Please retype the entries below word for word, leaving out the pictures.

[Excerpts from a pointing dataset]
>>>

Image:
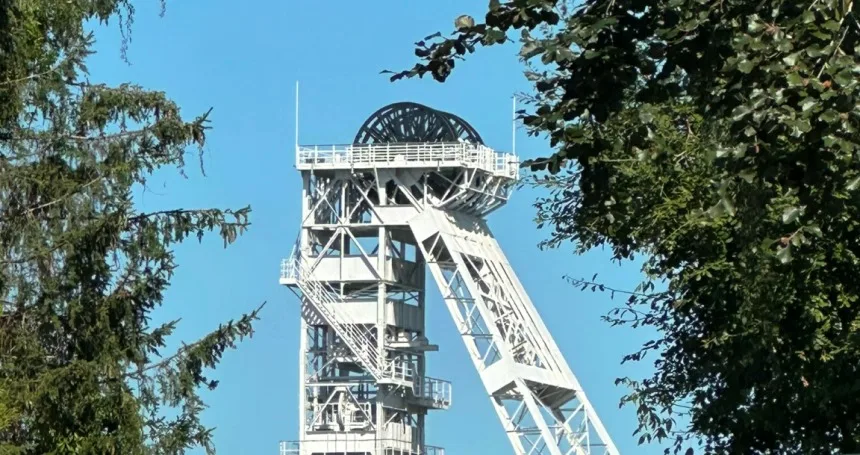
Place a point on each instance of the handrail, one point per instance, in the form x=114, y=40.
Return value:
x=430, y=153
x=321, y=297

<<<

### Reply to the task
Image:
Place a point on each instance of the handrail, one point per instance, in the form x=114, y=40.
Return value:
x=430, y=153
x=321, y=297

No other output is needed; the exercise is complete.